Extract to read:
########################################
The first time i was the second Cylon in BSG, and i _think_ we lost that one. The last three times i was the first or only traitor, and won all three times, generally by a pretty wide margin. In all three of those i managed to remain hidden until the time of my choosing, though in the two BSG games i did reveal pretty early, which seems to be a fairly good strategy.

I guess i'm a good bad guy? :)

One thing i'm not so good at, and also got the chance to demonstrate recently, is making plans and then following through on them. I played a game of Ticket to Ride last week in which i was one of only two experienced players in the group, and came in second to last =P I thought i was doing pretty good, until we got to the end and i realized that i'd completely forgotten to finish one of the tasks i'd laid out for myself.

I have this particular problem in a lot of games, but it seems especially egregious in Ticket to Ride and has come up there more than once. I have a goal, i put together a strategy to accomplish that goal. I reach the goal near the end of the game... and discover that i managed to skip one of the steps in the middle, causing a massive cascade of failure. In Ticket to Ride it usually has the form of wanting to complete two or more routes, and having a plan along the lines of "1: connect A to B, 2: B to C, 3: B to D, 4: B to E". Except "B to C" or "B to D" is a short little route, i should be able to finish it at any time, while other routes are under threat. So i jump ahead... and then never remember to go back to complete that one short little route. Then i get to the end of the game and say "So i completed this ticket from A to C, and this ticket from D to E... oh wait, i didn't actually." *massive negative pointage ensues*


I also played a couple more games of Small World relatively recently. Came in last in both of them =P Not through forgetting any particular steps in a plan, mostly just from poor choices and strategies i guess.
########################################
Record extracts:
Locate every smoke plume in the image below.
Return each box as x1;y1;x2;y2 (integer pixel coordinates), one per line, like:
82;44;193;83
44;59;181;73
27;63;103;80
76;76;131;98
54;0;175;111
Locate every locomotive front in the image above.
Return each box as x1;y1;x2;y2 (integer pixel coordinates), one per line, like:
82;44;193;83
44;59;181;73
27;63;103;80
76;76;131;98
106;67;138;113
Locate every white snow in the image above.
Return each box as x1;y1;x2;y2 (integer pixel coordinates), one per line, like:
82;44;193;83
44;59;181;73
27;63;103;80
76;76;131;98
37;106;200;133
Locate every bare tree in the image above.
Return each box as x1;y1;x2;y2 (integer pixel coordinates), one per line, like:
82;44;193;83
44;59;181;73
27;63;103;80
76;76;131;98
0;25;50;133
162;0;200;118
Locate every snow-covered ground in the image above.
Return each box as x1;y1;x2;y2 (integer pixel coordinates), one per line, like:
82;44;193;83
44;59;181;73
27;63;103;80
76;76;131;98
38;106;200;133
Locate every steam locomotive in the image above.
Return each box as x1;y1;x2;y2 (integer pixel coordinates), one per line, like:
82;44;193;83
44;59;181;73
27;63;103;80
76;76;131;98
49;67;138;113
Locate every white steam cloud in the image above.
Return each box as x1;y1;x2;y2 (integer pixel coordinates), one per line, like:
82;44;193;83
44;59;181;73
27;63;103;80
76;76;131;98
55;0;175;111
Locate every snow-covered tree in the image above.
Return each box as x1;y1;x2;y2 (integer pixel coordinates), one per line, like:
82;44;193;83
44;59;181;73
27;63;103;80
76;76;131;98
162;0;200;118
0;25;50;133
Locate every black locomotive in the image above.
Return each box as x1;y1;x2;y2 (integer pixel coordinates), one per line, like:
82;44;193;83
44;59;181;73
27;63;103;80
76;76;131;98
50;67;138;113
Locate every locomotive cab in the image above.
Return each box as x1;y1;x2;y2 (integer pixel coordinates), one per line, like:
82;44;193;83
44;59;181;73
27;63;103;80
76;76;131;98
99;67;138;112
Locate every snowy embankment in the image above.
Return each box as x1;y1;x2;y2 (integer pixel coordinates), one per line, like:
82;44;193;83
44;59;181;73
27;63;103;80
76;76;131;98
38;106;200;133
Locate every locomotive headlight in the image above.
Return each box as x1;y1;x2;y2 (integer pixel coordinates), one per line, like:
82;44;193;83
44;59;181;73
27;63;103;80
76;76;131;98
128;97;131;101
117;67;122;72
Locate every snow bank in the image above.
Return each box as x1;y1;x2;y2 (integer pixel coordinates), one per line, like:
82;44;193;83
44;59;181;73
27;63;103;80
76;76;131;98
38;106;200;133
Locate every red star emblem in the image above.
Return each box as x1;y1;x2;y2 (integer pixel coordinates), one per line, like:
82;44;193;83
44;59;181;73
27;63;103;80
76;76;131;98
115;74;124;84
########################################
What this exercise asks:
A: Return the passage of the board game post starting with "I also played" and going on through "strategies i guess.", copied word for word.
B: Retype the records starting with their first line and going on through the line with "55;0;175;111", keeping every line unchanged.

Solved tasks:
A:
I also played a couple more games of Small World relatively recently. Came in last in both of them =P Not through forgetting any particular steps in a plan, mostly just from poor choices and strategies i guess.

B:
Locate every smoke plume in the image below.
Return each box as x1;y1;x2;y2 (integer pixel coordinates), one per line, like:
82;44;193;83
44;59;181;73
27;63;103;80
76;76;131;98
54;0;175;111
Locate every locomotive front in the image above.
Return each box as x1;y1;x2;y2 (integer pixel coordinates), one per line, like:
82;44;193;83
44;59;181;73
27;63;103;80
76;76;131;98
106;67;138;113
Locate every white snow in the image above.
Return each box as x1;y1;x2;y2 (integer pixel coordinates), one per line, like:
82;44;193;83
44;59;181;73
27;63;103;80
76;76;131;98
37;106;200;133
Locate every bare tree in the image above.
Return each box as x1;y1;x2;y2 (integer pixel coordinates), one per line, like:
82;44;193;83
44;59;181;73
27;63;103;80
76;76;131;98
0;25;50;133
162;0;200;118
Locate every snow-covered ground in the image above.
Return each box as x1;y1;x2;y2 (integer pixel coordinates), one per line, like:
82;44;193;83
44;59;181;73
27;63;103;80
76;76;131;98
38;106;200;133
Locate every steam locomotive in the image above.
Return each box as x1;y1;x2;y2 (integer pixel coordinates), one per line, like:
82;44;193;83
44;59;181;73
27;63;103;80
76;76;131;98
49;67;138;113
Locate every white steam cloud in the image above.
Return each box as x1;y1;x2;y2 (integer pixel coordinates), one per line, like:
82;44;193;83
44;59;181;73
27;63;103;80
76;76;131;98
55;0;175;111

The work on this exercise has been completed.